## [TASK 1]
Please quote the Scottish Confession passage word for word, starting with "Yea, and further" and going on through "the manifest truth.".
## [TASK 2]
Write out the rows again from the first line of the rows through the line with "(0, 0), (53, 332)", replacing "tree trunk" with "tree stem" and leaving everything else unchanged. Give only those lines.

## [TEXT EXTRACT]
# # # #
A few more quotations for good measure. This is from the Scottish Confession (1560), of which John Knox was one of the leading writers:

And thus we utterly damn the vanity of those that affirm sacraments to be nothing else but naked and bare signs. No, we assuredly believe that by baptism we are engrafted in Christ Jesus, to be made partakers of his justice, by the which our sins are covered and remitted; and also, that in the supper, rightly used, Christ Jesus is so joined with us, that he becomes the very nourishment and food of our souls. Not that we imagine any transubstantiation of bread into Christ’s natural body, and of wine in his natural blood (as the Papists have perniciously taught and damnably believed); but this union and conjunction which we have with the body and blood of Christ Jesus, in the right use of the sacraments, is wrought by operation of the Holy Ghost, who by true faith carries us above all things that are visible, carnal, and earthly, and makes us to feed upon the body and blood of Christ Jesus, which was once broken and shed for us, which now is in heaven, and appears in the presence of his Father for us. And yet, notwithstanding the far distance of place which is betwixt his body now glorified in the heaven, and us now mortal in this earth, yet we most assuredly believe that the bread that we break is the communion of Christ’s body, and the cup which we bless is the communion of his blood. So that we confess, and undoubtedly believe, that the faithful, in the right use of the Lord’s table, do so eat the body and drink the blood of the Lord Jesus, that he remains in them and they in him: yea, that they are so made flesh of his flesh, and bone of his bones, that as the Eternal Godhead has given to the flesh of Christ Jesus (which of its own condition and nature was mortal and corruptible) life and immortality, so does Christ Jesus’ flesh and blood eaten and drunken by us, give to us the same prerogatives. Which, albeit we confess are neither given unto us at that only time, neither yet by the proper power and virtue of the sacrament only; yet we affirm that the faithful, in the right use of the Lord’s table, have such conjunction with Christ Jesus, as the natural man cannot apprehend.

Yea, and further we affirm, that albeit the faithful, oppressed by negligence, and manly infirmity, do not profit so much as they would in the very instant action of the supper, yet shall it after bring fruit forth, as lively seed sown in good ground. For the Holy Spirit (which can never be divided from the right institution of the Lord Jesus) will not frustrate the faithful of the fruit of that mystical action; but all this, we say, comes by true faith, which apprehends Christ Jesus, who only makes this sacrament effectual unto us. And, therefore, whosoever slanders us, as that we affirm or believe sacraments to be only naked and bare signs, do injury unto us, and speak against the manifest truth.
# # # #
## [DATA PROVIDED]
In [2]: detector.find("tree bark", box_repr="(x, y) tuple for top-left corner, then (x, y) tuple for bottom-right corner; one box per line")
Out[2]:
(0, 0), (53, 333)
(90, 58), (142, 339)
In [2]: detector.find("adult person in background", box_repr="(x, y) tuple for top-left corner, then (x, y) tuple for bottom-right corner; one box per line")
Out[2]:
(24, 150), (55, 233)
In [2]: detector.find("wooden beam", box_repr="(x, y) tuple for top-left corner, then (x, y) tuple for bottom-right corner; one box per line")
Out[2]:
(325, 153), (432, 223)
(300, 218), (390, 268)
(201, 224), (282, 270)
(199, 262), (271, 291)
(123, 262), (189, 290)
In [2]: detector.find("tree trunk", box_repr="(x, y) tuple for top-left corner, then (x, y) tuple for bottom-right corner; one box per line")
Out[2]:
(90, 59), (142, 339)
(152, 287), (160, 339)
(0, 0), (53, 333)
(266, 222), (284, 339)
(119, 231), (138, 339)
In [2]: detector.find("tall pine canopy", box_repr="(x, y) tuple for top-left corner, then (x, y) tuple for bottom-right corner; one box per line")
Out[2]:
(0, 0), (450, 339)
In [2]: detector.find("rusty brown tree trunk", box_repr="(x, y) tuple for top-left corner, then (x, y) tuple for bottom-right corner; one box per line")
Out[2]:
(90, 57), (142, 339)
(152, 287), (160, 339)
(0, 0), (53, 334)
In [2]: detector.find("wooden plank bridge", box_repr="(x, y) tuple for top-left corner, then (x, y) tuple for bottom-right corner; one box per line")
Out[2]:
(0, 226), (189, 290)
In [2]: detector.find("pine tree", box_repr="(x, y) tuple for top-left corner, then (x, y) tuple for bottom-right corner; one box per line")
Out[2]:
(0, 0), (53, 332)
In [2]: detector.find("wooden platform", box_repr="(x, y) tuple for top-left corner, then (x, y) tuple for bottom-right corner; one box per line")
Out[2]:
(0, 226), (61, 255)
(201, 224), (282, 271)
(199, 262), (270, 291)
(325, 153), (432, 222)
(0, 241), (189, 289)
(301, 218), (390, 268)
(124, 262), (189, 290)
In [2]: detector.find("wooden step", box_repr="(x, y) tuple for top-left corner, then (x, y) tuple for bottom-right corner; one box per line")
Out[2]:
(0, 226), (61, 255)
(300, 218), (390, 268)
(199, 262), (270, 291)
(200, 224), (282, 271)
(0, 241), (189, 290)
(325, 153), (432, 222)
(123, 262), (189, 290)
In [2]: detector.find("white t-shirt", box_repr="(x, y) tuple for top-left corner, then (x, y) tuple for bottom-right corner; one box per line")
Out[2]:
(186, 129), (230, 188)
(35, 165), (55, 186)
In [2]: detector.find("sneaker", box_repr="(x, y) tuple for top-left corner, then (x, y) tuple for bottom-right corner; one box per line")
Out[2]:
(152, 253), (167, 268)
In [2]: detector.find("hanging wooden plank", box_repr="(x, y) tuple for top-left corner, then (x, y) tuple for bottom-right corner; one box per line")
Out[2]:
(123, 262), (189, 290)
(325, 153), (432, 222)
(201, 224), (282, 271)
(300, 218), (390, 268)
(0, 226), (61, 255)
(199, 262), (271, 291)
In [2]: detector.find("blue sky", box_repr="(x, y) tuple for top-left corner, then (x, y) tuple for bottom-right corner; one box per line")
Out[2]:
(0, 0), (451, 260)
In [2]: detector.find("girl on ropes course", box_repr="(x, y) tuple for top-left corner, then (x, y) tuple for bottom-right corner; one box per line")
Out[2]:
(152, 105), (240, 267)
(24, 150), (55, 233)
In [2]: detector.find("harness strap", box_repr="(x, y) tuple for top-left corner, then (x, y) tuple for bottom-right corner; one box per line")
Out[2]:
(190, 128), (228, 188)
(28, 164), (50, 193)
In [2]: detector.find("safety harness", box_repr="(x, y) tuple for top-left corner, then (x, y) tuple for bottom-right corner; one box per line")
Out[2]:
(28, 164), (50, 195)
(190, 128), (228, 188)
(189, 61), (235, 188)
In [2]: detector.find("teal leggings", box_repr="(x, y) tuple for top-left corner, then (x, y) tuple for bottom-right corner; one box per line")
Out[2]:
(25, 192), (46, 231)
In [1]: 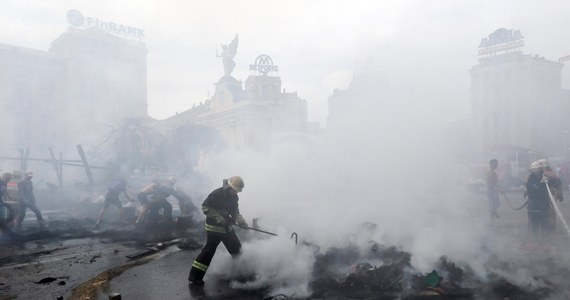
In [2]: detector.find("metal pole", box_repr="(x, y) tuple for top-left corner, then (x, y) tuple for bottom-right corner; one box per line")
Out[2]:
(77, 144), (95, 186)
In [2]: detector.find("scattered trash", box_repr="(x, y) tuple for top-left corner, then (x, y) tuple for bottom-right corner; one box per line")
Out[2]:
(178, 238), (202, 250)
(89, 254), (101, 264)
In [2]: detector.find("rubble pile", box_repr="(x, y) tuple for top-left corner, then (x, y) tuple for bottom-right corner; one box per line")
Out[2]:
(304, 243), (570, 300)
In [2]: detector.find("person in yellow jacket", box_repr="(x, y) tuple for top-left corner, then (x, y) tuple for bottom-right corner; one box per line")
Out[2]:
(188, 176), (249, 285)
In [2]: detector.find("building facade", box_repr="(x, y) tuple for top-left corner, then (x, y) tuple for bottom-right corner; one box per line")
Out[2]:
(0, 23), (147, 151)
(470, 29), (570, 156)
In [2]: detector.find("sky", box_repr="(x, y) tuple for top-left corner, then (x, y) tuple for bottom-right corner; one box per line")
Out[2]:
(0, 0), (570, 126)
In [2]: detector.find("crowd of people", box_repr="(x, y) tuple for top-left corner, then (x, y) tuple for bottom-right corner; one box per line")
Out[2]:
(0, 171), (249, 286)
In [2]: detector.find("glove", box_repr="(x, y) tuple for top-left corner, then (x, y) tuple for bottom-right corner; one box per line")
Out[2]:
(237, 222), (249, 229)
(214, 216), (228, 225)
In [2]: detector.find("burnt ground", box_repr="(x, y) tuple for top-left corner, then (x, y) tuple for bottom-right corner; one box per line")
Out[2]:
(0, 192), (570, 299)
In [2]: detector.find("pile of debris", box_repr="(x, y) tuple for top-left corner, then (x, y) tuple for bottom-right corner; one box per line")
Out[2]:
(311, 243), (560, 300)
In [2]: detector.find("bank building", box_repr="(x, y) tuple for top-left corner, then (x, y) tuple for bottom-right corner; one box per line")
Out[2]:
(161, 41), (308, 152)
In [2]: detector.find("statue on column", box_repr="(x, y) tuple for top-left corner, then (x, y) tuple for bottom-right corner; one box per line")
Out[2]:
(216, 34), (239, 76)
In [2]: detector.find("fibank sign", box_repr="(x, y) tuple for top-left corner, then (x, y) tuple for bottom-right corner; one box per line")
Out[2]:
(66, 9), (145, 39)
(479, 28), (524, 55)
(249, 54), (279, 75)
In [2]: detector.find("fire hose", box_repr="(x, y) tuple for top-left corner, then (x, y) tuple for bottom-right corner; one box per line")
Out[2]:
(244, 226), (277, 236)
(501, 192), (528, 210)
(546, 182), (570, 238)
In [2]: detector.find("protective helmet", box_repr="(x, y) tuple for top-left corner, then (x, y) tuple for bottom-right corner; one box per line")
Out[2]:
(528, 158), (550, 172)
(228, 176), (245, 193)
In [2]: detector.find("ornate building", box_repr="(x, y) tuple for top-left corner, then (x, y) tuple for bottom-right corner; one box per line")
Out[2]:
(162, 42), (307, 151)
(0, 10), (147, 151)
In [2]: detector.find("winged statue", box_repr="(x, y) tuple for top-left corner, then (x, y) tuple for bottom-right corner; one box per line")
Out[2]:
(216, 34), (239, 76)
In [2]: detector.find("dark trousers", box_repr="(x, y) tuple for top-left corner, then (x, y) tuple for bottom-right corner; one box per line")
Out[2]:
(148, 199), (172, 222)
(188, 230), (241, 281)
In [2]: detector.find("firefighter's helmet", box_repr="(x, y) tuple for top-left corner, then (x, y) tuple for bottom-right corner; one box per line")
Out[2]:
(166, 176), (176, 185)
(228, 176), (245, 193)
(528, 158), (550, 172)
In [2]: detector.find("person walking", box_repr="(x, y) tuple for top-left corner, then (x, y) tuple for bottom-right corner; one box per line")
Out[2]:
(188, 176), (249, 285)
(487, 159), (501, 222)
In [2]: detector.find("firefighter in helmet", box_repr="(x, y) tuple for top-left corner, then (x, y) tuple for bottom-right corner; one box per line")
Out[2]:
(188, 176), (249, 285)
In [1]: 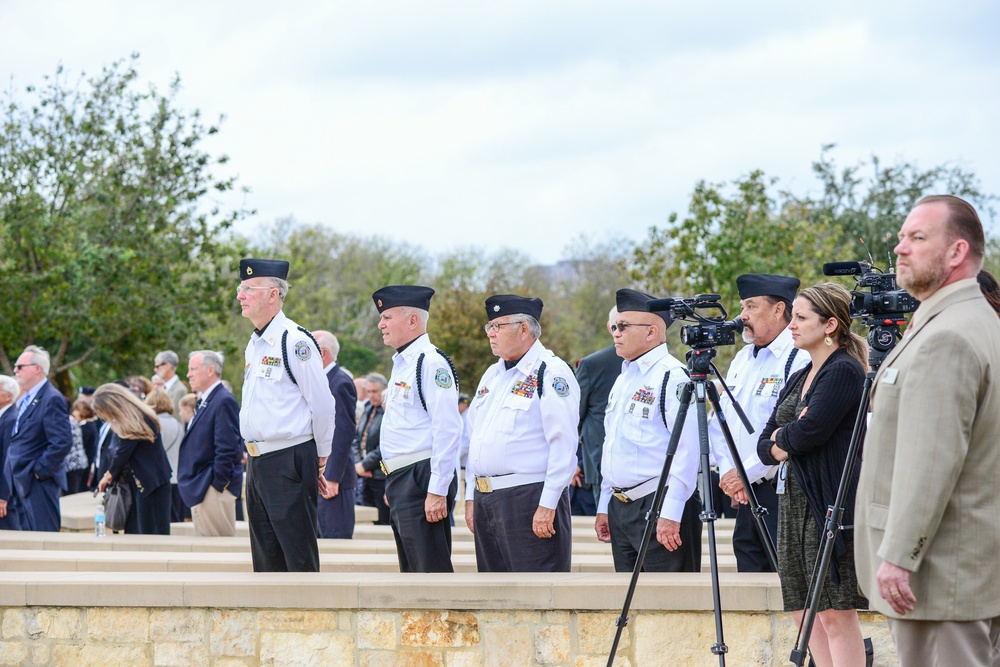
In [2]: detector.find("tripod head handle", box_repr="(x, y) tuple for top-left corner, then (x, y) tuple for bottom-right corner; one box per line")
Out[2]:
(709, 364), (754, 433)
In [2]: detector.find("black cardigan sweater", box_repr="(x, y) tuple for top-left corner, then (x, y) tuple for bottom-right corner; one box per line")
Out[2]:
(757, 349), (866, 571)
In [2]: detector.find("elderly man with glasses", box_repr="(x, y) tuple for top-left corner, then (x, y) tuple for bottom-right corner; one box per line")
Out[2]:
(6, 345), (73, 532)
(236, 259), (336, 572)
(594, 289), (701, 572)
(465, 294), (580, 572)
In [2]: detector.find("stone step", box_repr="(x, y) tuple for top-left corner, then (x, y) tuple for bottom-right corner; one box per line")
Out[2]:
(0, 549), (736, 573)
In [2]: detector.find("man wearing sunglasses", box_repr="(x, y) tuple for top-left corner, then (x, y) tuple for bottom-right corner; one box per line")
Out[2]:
(465, 294), (580, 572)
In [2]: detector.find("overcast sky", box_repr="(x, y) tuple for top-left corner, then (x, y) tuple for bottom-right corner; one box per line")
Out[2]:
(0, 0), (1000, 263)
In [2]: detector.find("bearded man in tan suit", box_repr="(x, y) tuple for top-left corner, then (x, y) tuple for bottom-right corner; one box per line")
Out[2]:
(855, 196), (1000, 667)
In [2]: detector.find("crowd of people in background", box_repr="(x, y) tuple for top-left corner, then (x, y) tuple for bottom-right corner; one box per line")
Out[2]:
(0, 196), (1000, 665)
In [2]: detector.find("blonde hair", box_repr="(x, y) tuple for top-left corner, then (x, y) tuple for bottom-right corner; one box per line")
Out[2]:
(146, 389), (174, 415)
(93, 384), (160, 441)
(799, 283), (868, 368)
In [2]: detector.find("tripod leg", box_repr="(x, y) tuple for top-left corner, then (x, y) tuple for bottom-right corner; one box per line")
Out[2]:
(708, 383), (778, 572)
(692, 378), (729, 667)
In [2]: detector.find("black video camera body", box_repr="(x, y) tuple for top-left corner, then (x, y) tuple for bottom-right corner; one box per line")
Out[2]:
(646, 294), (743, 350)
(823, 262), (920, 324)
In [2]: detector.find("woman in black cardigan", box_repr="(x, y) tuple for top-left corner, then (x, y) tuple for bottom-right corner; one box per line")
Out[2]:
(94, 384), (170, 535)
(757, 283), (868, 667)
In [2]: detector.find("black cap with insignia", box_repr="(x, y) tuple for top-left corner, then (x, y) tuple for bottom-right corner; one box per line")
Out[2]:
(615, 289), (674, 327)
(486, 294), (543, 322)
(240, 258), (288, 280)
(736, 273), (799, 302)
(372, 285), (434, 313)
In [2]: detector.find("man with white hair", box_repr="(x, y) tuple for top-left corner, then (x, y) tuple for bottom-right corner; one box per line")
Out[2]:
(153, 350), (187, 414)
(177, 350), (243, 537)
(6, 345), (73, 532)
(0, 375), (21, 530)
(372, 285), (462, 572)
(313, 331), (358, 540)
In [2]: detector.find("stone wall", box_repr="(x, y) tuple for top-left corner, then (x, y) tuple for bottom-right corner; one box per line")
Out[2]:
(0, 606), (898, 667)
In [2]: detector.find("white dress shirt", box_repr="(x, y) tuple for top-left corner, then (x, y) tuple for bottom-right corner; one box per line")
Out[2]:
(709, 329), (810, 484)
(597, 343), (700, 522)
(379, 334), (462, 496)
(465, 340), (580, 509)
(240, 311), (336, 457)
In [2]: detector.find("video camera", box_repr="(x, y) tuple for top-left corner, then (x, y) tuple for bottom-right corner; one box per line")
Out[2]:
(646, 294), (743, 350)
(823, 262), (920, 368)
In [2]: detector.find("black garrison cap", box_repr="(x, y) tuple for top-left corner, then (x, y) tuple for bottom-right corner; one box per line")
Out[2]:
(240, 258), (288, 280)
(372, 285), (434, 313)
(736, 273), (799, 302)
(486, 294), (542, 322)
(615, 289), (674, 327)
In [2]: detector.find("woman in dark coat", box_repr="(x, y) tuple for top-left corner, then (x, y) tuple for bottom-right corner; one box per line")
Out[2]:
(93, 384), (170, 535)
(757, 283), (868, 667)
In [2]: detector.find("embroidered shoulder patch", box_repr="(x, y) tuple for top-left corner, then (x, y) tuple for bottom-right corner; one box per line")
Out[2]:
(434, 368), (451, 389)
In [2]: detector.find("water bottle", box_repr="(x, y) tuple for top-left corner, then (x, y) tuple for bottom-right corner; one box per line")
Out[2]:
(94, 503), (105, 537)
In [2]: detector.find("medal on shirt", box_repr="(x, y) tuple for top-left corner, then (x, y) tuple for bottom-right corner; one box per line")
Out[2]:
(392, 381), (410, 399)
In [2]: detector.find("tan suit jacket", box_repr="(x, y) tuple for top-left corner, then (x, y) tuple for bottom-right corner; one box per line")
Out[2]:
(855, 279), (1000, 621)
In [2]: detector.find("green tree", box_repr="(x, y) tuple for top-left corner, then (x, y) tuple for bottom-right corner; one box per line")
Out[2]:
(0, 56), (245, 392)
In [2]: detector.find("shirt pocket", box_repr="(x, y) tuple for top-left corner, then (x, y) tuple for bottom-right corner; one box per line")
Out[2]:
(622, 402), (660, 444)
(497, 394), (532, 435)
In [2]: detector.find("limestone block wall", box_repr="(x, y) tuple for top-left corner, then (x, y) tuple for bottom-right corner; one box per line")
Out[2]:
(0, 606), (898, 667)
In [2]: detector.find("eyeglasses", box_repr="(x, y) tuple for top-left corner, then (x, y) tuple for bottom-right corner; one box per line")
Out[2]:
(236, 285), (277, 297)
(483, 322), (521, 333)
(611, 322), (653, 333)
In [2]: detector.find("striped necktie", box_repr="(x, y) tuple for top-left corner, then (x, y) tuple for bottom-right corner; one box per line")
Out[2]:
(14, 392), (31, 434)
# # # #
## [FULL ANSWER 1]
Yea, and further we affirm, that albeit the faithful, oppressed by negligence, and manly infirmity, do not profit so much as they would in the very instant action of the supper, yet shall it after bring fruit forth, as lively seed sown in good ground. For the Holy Spirit (which can never be divided from the right institution of the Lord Jesus) will not frustrate the faithful of the fruit of that mystical action; but all this, we say, comes by true faith, which apprehends Christ Jesus, who only makes this sacrament effectual unto us. And, therefore, whosoever slanders us, as that we affirm or believe sacraments to be only naked and bare signs, do injury unto us, and speak against the manifest truth.

## [FULL ANSWER 2]
In [2]: detector.find("tree bark", box_repr="(x, y) tuple for top-left corner, then (x, y) tuple for bottom-right corner; one box per line")
Out[2]:
(0, 0), (53, 333)
(90, 58), (142, 339)
In [2]: detector.find("adult person in background", box_repr="(x, y) tuple for top-left corner, then (x, y) tuple for bottom-right corner; one box per line")
Out[2]:
(24, 150), (55, 233)
In [2]: detector.find("wooden beam", box_repr="(x, y) tuple for top-left corner, then (x, y) tuple for bottom-right corner; one box per line")
Out[2]:
(325, 153), (432, 223)
(300, 218), (390, 268)
(201, 224), (282, 270)
(199, 262), (271, 291)
(123, 262), (189, 290)
In [2]: detector.find("tree stem", box_repr="(x, y) tuple for top-left corner, then (x, y) tuple for bottom-right corner; one box per line")
Out[2]:
(90, 59), (142, 339)
(152, 287), (160, 339)
(0, 0), (53, 333)
(266, 222), (284, 339)
(119, 231), (138, 339)
In [2]: detector.find("tall pine canopy", box_repr="(x, y) tuple for top-left corner, then (x, y) tuple for bottom-right corner; one box per line")
Out[2]:
(0, 0), (450, 339)
In [2]: detector.find("rusty brown tree stem", box_repr="(x, y) tuple for top-left corner, then (x, y) tuple for bottom-right corner; one box per line")
Out[2]:
(90, 57), (142, 339)
(152, 287), (160, 339)
(0, 0), (53, 334)
In [2]: detector.find("wooden plank bridge", box_repr="(x, y) tuple for top-left corner, then (x, y) tuple for bottom-right corner; one box per line")
Out[2]:
(0, 226), (189, 290)
In [2]: detector.find("pine tree", box_repr="(x, y) tuple for top-left corner, then (x, y) tuple for bottom-right corner; one box per line")
Out[2]:
(0, 0), (53, 332)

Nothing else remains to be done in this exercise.